Molecular descriptors are useful for interpreting a molecule’s properties and for encoding a molecule’s chemical information, so that we can develop a model to predict the properties of other molecules. There are thousands of descriptors that quantify different molecular features and that can be calculated using many different software tools. There are additional, experimentally derived descriptors that can also be accessed, such as databases of empirical molecular constants. Naturally, there is no shortage of documentation on descriptors, including the handbook on molecular descriptors. The below table summarizes the taxonomy of molecular descriptors. RDKit can compute 211 descriptors; let’s dive-in and calculate descriptors on our dataset.


![UN04](https://github.com/nrflynn2/swe-molecular-sciences/blob/main/figures/L01_UN04_Flynn.png?raw=1)

RDKit's `Descriptors` library provides implementations for 211 descriptors. We print out the first 3, which provides both the name of the descriptor and its function call.

In [None]:
from rdkit.Chem import Descriptors
print(len(Descriptors._descList))
print(Descriptors._descList[:3])

The following code block shows how we can use RDKit to compute 4 descriptors that describe each molecule’s molecular weight, number of hydrogen bond acceptors (HBAs), number of hydrogen bond donors (HBDs), and logP.

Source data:

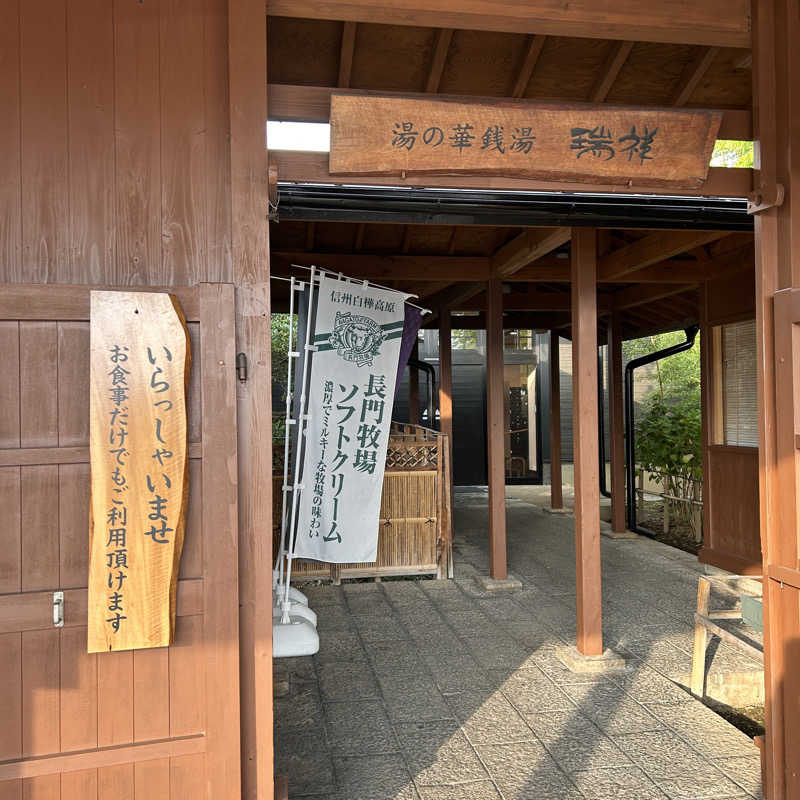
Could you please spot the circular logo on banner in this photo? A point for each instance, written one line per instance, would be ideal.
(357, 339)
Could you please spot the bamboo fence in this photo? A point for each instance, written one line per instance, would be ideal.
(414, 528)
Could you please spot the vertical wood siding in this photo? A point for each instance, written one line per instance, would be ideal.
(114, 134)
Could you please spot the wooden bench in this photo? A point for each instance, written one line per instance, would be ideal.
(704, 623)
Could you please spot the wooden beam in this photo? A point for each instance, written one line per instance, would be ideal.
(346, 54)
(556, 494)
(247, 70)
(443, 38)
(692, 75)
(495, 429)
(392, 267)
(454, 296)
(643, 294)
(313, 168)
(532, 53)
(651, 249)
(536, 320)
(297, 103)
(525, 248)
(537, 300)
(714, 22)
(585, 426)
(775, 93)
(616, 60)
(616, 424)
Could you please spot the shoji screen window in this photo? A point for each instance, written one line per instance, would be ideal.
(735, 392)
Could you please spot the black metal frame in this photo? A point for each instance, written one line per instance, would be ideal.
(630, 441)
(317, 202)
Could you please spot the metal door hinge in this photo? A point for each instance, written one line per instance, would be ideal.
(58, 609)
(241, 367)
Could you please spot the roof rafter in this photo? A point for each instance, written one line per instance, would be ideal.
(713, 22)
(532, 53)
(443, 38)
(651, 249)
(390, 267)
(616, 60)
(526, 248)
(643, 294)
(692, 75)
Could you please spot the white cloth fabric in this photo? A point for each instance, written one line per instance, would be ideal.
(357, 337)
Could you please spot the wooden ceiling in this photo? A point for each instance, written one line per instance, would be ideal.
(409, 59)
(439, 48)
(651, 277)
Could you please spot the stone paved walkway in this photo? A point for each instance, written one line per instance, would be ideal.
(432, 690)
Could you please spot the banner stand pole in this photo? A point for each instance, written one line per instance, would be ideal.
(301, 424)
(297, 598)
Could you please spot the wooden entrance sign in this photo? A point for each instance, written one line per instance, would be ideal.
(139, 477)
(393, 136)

• EXERCISE OBJECTIVE
Reproduce the passage on molecular descriptors word for word, beginning at the words "The following code" and stopping after "(HBDs), and logP.". The rows were drawn from a different source than the passage on molecular descriptors.

• ANSWER SPACE
The following code block shows how we can use RDKit to compute 4 descriptors that describe each molecule’s molecular weight, number of hydrogen bond acceptors (HBAs), number of hydrogen bond donors (HBDs), and logP.